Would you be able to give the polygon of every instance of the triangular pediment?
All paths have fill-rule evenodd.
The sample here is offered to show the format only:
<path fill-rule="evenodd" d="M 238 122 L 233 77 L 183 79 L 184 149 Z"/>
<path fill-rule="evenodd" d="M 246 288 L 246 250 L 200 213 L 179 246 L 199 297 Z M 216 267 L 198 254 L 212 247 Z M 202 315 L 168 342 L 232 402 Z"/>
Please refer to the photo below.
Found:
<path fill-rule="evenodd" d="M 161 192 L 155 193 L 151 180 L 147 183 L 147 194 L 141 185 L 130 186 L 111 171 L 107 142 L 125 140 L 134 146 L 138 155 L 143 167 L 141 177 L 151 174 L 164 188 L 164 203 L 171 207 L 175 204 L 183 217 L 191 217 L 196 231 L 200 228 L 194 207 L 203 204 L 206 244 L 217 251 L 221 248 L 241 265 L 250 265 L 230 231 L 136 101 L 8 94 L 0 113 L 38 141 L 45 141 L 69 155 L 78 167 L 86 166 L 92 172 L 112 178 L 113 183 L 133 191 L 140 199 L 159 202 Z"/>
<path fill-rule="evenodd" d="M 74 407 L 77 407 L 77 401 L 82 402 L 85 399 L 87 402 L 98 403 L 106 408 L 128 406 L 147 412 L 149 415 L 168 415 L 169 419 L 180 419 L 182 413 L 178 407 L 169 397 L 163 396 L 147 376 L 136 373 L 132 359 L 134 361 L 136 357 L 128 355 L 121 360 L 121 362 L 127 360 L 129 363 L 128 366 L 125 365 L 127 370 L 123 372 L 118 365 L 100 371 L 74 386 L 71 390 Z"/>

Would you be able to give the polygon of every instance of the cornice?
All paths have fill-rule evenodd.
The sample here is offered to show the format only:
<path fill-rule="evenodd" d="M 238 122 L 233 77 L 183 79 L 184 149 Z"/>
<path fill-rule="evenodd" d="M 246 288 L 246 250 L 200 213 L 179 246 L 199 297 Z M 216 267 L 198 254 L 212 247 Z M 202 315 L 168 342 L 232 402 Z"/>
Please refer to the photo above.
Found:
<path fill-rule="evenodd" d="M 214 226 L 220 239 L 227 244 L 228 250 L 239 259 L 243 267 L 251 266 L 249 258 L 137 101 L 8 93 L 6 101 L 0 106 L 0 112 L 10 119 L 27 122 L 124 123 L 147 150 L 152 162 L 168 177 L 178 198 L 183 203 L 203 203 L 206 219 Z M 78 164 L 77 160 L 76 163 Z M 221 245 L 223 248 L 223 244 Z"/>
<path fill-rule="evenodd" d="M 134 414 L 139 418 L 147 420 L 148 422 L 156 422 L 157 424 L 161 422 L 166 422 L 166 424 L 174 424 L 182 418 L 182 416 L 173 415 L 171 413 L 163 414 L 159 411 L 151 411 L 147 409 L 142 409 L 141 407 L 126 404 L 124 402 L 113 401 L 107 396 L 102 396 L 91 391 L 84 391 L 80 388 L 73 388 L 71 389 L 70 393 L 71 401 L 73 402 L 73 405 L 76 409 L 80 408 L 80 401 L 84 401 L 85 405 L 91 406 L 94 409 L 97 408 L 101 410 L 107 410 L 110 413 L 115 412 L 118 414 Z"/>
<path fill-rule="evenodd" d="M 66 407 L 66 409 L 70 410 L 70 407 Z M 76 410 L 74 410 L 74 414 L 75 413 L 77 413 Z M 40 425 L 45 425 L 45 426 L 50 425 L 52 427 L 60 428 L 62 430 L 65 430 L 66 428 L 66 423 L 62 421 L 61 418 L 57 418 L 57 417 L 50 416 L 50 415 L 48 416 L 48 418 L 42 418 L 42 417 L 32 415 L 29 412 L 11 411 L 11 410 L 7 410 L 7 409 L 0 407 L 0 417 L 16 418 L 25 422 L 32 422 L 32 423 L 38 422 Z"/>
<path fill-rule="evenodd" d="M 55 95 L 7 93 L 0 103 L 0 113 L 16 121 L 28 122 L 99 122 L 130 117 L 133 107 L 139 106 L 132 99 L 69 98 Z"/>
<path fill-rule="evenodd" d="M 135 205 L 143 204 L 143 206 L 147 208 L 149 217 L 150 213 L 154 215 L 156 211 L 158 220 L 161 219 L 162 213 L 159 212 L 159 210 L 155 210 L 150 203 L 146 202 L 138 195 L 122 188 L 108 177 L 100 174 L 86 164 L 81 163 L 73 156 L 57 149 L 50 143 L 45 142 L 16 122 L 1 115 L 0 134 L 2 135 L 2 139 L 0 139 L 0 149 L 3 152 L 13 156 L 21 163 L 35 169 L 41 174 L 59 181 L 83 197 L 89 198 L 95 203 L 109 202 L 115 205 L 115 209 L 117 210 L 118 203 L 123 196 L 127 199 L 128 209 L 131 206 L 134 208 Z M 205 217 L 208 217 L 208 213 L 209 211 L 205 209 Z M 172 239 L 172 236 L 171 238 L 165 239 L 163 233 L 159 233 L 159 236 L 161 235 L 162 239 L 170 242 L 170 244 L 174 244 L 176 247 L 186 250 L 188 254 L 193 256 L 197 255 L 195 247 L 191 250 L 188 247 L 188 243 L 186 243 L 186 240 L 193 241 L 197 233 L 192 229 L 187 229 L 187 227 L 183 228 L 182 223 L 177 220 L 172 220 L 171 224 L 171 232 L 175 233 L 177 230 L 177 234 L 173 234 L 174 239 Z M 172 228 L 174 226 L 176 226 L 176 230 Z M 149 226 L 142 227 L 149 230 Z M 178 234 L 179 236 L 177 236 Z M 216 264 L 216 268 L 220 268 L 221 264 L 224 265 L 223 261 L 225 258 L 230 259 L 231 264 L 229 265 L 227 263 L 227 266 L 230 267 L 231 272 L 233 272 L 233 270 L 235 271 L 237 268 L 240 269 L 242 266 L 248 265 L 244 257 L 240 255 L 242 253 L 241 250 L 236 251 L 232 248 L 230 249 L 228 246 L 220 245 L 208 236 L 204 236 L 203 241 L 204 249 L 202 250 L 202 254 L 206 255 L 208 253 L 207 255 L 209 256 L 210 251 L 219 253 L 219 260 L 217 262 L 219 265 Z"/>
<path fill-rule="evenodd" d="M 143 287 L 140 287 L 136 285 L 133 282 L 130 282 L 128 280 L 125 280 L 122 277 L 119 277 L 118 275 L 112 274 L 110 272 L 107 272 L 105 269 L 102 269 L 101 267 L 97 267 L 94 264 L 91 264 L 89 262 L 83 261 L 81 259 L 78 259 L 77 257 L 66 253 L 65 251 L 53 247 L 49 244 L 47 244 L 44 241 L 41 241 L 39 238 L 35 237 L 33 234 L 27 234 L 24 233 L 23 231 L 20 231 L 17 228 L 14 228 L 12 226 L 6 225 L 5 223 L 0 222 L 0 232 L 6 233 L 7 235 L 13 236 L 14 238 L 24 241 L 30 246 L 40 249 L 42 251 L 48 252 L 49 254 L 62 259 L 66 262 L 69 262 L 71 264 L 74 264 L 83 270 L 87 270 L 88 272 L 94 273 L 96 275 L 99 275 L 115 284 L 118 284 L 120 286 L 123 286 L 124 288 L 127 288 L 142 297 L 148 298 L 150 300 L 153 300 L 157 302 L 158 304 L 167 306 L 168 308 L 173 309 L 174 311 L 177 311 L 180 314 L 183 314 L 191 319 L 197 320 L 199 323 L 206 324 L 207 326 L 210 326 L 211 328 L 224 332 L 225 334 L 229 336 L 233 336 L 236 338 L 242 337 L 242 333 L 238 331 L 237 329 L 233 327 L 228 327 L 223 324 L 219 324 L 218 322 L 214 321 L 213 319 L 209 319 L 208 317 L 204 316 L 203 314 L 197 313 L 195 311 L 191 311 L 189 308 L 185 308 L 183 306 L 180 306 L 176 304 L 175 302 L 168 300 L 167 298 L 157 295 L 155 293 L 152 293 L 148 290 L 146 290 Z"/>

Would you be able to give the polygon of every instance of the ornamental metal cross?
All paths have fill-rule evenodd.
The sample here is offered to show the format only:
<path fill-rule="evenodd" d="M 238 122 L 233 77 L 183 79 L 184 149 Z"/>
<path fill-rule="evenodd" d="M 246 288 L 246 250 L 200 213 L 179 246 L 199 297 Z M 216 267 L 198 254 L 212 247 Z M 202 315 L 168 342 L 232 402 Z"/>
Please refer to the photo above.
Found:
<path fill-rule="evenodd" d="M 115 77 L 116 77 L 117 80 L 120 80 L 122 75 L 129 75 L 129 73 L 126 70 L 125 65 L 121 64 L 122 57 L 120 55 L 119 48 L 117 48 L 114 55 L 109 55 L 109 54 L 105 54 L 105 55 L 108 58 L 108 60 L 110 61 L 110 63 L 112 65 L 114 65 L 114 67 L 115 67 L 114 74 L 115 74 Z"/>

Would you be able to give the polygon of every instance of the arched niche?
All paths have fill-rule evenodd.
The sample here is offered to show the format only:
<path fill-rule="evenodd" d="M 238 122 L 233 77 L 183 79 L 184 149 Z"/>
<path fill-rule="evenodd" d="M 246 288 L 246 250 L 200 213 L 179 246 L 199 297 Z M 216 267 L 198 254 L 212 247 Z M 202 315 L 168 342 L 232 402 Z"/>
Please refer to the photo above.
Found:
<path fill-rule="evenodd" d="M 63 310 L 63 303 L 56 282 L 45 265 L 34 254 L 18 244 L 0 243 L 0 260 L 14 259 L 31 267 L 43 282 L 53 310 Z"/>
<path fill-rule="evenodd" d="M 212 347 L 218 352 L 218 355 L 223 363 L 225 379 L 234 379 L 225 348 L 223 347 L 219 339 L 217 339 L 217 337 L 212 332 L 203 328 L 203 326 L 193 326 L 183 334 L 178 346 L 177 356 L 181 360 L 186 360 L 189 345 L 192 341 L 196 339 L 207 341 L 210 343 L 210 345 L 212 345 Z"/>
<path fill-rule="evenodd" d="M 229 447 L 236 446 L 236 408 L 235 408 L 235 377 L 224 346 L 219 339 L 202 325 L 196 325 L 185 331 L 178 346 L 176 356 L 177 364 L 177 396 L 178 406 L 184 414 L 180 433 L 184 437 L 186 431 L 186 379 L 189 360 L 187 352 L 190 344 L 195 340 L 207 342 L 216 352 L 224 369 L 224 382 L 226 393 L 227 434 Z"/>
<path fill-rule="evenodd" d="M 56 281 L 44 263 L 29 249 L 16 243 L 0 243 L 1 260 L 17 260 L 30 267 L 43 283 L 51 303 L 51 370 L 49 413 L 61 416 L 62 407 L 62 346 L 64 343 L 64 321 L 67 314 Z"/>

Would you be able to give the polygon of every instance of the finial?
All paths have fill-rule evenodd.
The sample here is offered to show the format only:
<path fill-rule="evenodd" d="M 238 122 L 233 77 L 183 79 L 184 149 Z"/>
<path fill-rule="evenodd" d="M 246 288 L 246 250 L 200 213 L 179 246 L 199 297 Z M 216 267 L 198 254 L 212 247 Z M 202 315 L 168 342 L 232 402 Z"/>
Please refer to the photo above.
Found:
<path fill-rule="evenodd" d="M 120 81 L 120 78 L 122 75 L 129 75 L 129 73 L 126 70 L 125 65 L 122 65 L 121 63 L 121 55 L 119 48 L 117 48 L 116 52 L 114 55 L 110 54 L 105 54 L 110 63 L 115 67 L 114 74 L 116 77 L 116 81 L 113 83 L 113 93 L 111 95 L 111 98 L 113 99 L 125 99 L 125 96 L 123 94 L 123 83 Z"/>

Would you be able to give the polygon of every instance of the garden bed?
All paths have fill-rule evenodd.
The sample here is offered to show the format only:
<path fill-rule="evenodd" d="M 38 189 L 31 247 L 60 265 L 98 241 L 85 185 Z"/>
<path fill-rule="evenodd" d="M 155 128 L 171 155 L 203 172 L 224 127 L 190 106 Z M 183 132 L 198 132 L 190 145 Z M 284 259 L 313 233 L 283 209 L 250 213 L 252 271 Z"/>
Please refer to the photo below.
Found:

• Directions
Exactly the lines from the one holding "155 128 L 171" through the end of the data are to be repeated, with both ends included.

• Answer space
<path fill-rule="evenodd" d="M 155 128 L 171 155 L 203 172 L 224 127 L 190 106 Z M 183 132 L 198 132 L 190 145 Z M 284 259 L 313 233 L 283 209 L 250 213 L 252 271 Z"/>
Please refer to the photo below.
Found:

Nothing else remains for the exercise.